Description of the task: In the entries below, every line that contains "forehead" must be located and copied.

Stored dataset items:

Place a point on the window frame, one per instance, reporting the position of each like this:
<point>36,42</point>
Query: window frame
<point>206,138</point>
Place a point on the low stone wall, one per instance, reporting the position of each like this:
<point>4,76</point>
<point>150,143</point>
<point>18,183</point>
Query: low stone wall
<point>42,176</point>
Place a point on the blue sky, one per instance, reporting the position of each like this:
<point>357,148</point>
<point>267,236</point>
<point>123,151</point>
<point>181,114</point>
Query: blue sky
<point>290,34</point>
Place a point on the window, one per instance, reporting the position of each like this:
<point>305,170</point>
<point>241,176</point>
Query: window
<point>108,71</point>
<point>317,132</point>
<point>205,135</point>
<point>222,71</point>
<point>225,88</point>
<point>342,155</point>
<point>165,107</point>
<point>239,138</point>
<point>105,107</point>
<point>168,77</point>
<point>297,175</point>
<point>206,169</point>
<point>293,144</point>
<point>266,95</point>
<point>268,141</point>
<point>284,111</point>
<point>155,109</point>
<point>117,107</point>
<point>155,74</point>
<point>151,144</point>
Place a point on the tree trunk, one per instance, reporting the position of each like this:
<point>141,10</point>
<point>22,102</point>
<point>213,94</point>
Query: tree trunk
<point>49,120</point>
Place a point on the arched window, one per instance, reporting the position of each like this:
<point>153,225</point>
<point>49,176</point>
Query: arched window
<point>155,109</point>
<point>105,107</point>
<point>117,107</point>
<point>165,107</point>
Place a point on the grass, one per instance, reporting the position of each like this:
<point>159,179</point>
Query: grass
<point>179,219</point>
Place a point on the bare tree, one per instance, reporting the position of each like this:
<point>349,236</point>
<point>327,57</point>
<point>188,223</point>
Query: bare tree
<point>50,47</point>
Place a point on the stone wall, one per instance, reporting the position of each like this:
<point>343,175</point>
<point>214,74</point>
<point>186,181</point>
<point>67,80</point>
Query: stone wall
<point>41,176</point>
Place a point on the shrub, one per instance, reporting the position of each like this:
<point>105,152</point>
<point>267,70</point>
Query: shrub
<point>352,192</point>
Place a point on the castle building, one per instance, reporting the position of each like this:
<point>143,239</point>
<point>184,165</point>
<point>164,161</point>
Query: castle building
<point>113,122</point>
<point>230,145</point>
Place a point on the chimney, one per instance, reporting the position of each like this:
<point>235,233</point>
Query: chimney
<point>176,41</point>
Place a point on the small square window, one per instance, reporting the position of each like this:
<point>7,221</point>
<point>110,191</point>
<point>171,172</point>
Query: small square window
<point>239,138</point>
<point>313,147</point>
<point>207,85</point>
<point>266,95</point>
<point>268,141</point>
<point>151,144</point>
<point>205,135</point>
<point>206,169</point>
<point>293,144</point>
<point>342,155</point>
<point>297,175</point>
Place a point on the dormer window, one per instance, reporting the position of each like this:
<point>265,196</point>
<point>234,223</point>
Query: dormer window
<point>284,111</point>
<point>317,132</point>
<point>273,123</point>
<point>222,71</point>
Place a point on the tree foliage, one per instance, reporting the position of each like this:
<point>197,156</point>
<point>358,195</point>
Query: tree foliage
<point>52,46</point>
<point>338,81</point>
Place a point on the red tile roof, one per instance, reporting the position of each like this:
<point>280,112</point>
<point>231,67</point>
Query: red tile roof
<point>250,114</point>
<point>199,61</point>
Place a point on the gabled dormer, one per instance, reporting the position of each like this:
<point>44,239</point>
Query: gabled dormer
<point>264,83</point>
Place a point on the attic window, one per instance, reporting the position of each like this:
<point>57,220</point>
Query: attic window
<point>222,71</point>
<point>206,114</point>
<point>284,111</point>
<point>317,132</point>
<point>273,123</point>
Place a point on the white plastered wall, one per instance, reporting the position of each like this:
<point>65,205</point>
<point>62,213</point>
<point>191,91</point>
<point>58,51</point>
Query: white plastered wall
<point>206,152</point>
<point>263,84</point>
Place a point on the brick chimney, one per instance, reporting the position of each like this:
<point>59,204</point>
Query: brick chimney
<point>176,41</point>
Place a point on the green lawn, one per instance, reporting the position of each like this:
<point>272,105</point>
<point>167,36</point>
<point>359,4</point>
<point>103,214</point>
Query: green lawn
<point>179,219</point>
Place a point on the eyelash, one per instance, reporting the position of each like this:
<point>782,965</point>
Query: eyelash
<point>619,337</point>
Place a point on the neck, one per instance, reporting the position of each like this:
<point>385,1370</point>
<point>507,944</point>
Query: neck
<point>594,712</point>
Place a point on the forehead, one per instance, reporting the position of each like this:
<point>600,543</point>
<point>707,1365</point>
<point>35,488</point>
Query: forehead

Solution to this task:
Place a point on the forehead, one per instance, reporting the position of each like this:
Query: forehead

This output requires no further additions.